[A block of data]
########

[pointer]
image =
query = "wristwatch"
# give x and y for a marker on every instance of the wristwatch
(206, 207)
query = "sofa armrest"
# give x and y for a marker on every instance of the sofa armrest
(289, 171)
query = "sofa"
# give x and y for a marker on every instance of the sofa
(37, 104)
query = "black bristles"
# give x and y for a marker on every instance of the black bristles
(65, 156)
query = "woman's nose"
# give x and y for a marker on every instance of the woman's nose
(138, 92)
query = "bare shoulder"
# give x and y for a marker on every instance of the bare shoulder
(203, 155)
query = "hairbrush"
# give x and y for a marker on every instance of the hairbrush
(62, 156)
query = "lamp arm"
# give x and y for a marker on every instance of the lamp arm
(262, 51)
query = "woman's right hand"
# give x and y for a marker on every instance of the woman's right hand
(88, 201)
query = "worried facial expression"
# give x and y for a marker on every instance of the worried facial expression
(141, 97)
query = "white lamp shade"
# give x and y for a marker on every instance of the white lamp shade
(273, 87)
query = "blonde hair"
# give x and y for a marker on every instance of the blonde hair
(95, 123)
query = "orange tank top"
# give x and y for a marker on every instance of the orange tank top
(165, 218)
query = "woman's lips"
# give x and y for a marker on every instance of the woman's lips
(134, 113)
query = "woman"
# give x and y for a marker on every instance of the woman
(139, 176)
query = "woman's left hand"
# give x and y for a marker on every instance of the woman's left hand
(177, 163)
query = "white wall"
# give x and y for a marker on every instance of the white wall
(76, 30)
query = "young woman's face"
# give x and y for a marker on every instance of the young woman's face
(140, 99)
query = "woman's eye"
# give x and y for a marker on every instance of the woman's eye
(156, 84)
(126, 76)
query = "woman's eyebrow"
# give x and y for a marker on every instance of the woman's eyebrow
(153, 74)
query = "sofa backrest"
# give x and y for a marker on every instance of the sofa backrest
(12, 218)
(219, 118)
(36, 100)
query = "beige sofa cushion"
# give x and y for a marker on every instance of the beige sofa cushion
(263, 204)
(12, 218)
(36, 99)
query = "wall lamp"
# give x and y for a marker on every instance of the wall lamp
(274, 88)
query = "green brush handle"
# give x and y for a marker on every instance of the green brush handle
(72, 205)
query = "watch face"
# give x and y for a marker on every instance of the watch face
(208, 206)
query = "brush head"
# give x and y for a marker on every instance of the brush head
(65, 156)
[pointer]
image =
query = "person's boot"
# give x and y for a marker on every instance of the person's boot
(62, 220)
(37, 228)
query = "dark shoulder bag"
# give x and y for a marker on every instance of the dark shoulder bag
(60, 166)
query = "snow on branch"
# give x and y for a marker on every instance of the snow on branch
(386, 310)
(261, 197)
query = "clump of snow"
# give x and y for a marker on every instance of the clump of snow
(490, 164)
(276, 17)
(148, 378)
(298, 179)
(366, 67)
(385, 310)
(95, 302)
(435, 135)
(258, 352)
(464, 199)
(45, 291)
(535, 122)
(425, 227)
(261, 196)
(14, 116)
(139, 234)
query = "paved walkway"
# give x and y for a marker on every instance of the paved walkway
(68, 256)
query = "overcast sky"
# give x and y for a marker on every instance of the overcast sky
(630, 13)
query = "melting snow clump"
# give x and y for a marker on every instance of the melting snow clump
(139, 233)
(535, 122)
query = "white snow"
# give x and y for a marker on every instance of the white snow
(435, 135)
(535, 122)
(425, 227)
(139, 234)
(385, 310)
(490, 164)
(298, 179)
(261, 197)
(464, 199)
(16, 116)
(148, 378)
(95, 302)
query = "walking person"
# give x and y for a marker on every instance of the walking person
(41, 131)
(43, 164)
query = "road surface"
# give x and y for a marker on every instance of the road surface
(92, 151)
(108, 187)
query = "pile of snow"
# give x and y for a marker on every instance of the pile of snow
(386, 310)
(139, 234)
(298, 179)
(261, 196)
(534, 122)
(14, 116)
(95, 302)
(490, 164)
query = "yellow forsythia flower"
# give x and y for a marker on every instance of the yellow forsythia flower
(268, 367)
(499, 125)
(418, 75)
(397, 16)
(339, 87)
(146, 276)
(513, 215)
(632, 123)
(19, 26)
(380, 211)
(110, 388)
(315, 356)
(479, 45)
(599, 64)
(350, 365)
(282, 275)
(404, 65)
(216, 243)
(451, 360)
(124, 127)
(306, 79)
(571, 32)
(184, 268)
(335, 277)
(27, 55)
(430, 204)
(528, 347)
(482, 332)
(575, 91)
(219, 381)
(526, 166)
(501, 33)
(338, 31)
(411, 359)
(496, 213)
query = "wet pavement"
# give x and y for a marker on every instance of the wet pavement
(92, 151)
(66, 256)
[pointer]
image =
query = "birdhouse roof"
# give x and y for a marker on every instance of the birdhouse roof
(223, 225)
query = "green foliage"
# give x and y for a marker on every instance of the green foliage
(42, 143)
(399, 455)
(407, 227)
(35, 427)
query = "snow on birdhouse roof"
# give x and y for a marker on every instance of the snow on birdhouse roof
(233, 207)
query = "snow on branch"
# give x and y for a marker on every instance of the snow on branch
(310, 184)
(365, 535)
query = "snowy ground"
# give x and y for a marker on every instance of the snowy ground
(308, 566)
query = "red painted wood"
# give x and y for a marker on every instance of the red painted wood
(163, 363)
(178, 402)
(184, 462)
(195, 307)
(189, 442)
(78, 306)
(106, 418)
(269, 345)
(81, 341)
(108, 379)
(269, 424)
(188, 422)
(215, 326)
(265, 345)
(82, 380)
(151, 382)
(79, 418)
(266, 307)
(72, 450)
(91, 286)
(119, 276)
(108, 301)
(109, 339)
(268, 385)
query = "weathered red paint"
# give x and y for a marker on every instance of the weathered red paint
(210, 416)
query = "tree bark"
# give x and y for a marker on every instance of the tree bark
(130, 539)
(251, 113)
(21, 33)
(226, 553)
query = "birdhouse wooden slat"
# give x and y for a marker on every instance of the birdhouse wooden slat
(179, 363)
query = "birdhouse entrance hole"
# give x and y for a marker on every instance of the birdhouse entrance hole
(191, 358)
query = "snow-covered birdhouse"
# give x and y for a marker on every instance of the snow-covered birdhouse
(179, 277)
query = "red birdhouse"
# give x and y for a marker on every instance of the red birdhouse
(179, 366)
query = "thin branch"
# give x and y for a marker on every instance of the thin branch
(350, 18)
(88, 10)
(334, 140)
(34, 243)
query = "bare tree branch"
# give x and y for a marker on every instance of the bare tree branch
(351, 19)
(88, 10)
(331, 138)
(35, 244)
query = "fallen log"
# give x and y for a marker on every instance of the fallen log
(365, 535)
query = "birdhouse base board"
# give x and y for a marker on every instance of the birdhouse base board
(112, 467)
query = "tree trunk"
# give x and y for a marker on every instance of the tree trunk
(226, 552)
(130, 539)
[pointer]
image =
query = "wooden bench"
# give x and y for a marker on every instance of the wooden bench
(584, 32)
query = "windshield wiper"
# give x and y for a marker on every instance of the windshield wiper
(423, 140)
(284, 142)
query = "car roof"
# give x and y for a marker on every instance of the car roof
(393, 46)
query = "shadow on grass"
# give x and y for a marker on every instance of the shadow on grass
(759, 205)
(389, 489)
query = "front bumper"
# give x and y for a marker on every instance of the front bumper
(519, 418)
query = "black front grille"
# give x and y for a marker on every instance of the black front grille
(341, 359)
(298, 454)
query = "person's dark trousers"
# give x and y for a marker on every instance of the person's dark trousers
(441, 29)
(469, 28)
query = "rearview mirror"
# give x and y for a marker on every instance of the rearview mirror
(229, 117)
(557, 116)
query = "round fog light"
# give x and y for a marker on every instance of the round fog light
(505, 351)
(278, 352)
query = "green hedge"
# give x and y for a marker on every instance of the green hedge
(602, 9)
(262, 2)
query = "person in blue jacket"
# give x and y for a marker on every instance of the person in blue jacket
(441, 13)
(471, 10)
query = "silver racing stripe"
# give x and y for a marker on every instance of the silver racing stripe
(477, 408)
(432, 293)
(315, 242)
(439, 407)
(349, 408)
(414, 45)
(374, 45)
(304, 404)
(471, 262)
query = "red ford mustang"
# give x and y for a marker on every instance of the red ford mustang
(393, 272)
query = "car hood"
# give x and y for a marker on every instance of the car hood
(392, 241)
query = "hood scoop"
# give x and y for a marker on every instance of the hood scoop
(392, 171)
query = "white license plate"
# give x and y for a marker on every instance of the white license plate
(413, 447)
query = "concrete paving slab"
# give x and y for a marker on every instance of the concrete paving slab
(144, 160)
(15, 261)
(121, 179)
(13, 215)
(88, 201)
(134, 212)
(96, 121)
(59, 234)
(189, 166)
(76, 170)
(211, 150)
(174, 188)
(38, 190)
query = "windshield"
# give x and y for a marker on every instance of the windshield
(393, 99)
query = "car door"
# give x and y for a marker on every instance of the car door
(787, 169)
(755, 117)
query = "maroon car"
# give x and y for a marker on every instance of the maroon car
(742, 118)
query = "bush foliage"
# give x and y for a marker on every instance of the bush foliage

########

- **Task goal**:
How many lines of the material above contain the string "boot", counting only matches with the same case? Reply with the number alone.

- **Reply**:
2